──────── TEXTE EXTRAIT

Après les élections américaines: «It’s the economy, stupid»
L'essentiel en bref:
- La nouvelle victoire de Donald Trump aux élections américaines amènera des changements potentiels qui renferment des opportunités et des risques pour la Suisse.
- À court terme, les promesses électorales de Donald Trump en matière de politique économique pourraient être avantageuses pour les entreprises suisses.
- Mais quantité de mesures sont hautement risquées, notamment les surtaxes douanières et les pressions sur la banque centrale.
Les élections américaines nous ont toutes et tous fascinés et la netteté du résultat a créé la surprise. Mais pourquoi Donald Trump a-t-il obtenu de si bons résultats? «It's the economy, stupid». La formule chère à Bill Clinton s’est une fois de plus révélée exacte. Actuellement, de nombreux Américains ont un pouvoir d’achat plus faible qu’avant la pandémie de Covid-19. L’inflation élevée de ces dernières années a été plus forte que la progression des salaires, notamment pour ceux qui sont le moins bien rémunérés. Donald Trump s’en est fait l’écho et a promis une amélioration de l’évolution économique pour tous. Il s’est également rapproché d’Elon Musk, symbole de succès entrepreneurial. Quant aux démocrates, ils ne sont pas parvenus à marquer des points auprès des ouvriers, leurs électeurs habituels. Ils ont aussi perdu parce que les électeurs jugent leurs compétences économiques insuffisantes.
Il y a toujours une différence entre les annonces et les décisions. Voyons si Donald Trump peut tenir sa promesse de remettre l’économie américaine au top et surtout ce que cela signifierait pour la Suisse:
- Donald Trump promet des baisses d’impôts pour les entreprises, ce qui aura un impact positif sur l’économie et favorisera une hausse des investissements. Cependant, le déficit de l’État s’alourdira encore, car les recettes fiscales diminueront, au moins temporairement. Une baisse de la fiscalité des entreprises stimulera l’économie américaine à court terme, ce qui profitera également aux entreprises suisses.
- Donald Trump entend réduire les interventions dans l’économie. La communauté des crypto-monnaies attend justement du nouveau gouvernement qu’il ne lui mette pas des bâtons dans les roues. Donald Trump devrait aussi se détourner de projets réglementaires dans le domaine de la protection de l’environnement ou du système de santé.
- Donald Trump va probablement poursuivre les subventions de type «Chips act» ou «Inflation reduction act» et pousser la construction d’infrastructures telles que le mur à la frontière sud. Des dépenses publiques massives stimuleront l’économie, du moins à court terme. Ces initiatives relevant de la politique industrielle renferment des opportunités et des risques pour l’économie suisse.
- L’augmentation des droits de douane à l’importation voulue par Donald Trump pourrait protéger les fabricants américains, mais attiserait l’inflation et menacerait la popularité du président. On peut donc se demander s’il le fera. Si oui, cela pourrait, selon les modalités concrètes, provoquer des mesures de rétorsion de la part de l’UE et de la Chine. Cela aurait aussi des conséquences négatives pour la Suisse.

────────────────
──────── DONNÉES

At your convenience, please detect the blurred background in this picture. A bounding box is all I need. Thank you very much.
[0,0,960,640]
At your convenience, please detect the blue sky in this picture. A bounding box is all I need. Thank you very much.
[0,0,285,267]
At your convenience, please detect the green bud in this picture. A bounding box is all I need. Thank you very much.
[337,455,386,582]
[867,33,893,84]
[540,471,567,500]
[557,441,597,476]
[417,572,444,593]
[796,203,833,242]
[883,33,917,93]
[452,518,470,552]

────────────────
──────── DONNÉES

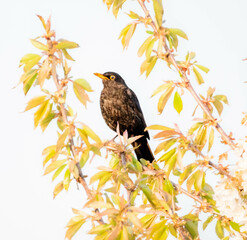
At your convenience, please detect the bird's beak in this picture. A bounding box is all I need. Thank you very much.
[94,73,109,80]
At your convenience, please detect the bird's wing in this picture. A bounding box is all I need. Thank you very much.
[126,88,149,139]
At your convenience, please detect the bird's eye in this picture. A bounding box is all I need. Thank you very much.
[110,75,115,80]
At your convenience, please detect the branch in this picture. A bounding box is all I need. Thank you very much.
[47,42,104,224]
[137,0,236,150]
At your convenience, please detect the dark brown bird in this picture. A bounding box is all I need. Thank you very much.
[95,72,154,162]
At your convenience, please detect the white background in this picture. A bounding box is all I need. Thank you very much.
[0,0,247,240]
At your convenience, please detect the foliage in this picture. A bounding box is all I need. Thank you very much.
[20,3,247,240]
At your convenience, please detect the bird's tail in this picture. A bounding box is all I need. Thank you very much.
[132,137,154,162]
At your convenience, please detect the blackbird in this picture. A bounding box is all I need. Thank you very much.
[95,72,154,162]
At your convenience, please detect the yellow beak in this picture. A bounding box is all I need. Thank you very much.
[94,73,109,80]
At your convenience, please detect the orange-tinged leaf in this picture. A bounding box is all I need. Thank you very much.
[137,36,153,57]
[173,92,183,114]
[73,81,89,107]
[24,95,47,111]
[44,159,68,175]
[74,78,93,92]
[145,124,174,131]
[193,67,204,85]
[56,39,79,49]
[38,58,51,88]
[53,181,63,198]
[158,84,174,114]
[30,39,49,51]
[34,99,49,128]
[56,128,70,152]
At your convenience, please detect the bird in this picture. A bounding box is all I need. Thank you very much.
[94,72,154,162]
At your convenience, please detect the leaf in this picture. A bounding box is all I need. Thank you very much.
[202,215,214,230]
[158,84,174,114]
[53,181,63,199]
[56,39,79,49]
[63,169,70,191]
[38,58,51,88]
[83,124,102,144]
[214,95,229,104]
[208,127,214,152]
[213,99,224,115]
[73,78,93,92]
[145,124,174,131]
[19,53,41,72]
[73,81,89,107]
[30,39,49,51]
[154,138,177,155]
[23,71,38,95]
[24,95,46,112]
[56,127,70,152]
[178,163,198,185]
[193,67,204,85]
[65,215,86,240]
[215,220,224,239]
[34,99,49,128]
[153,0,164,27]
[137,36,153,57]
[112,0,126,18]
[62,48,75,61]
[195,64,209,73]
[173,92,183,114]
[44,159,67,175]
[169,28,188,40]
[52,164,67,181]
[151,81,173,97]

────────────────
──────── DONNÉES

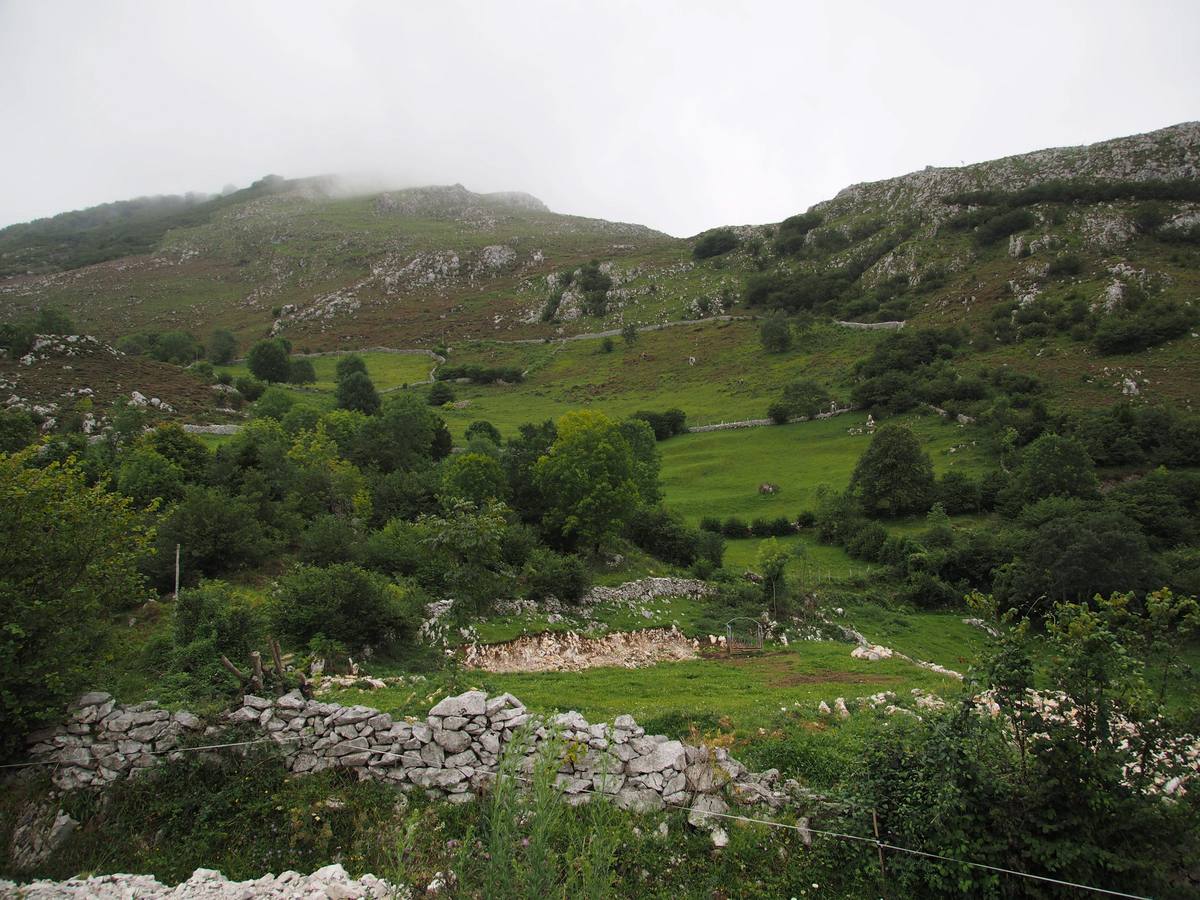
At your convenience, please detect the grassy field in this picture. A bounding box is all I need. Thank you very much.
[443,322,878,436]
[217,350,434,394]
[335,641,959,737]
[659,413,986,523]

────────────────

> **TRAVAIL DEMANDÉ**
A: Citez toutes les personnes nommées dans le texte sur les élections américaines.
B: Dans le texte sur les élections américaines, recopiez le passage allant de «- Donald Trump entend» jusqu'à «système de santé.» inclus, en remplaçant «crypto-monnaies» par «monnaies numériques».
Le listing n'a aucun lien avec le texte sur les élections américaines.

> **RÉPONSES FOURNIES**
A: Donald Trump, Bill Clinton, Elon Musk

B:
- Donald Trump entend réduire les interventions dans l’économie. La communauté des monnaies numériques attend justement du nouveau gouvernement qu’il ne lui mette pas des bâtons dans les roues. Donald Trump devrait aussi se détourner de projets réglementaires dans le domaine de la protection de l’environnement ou du système de santé.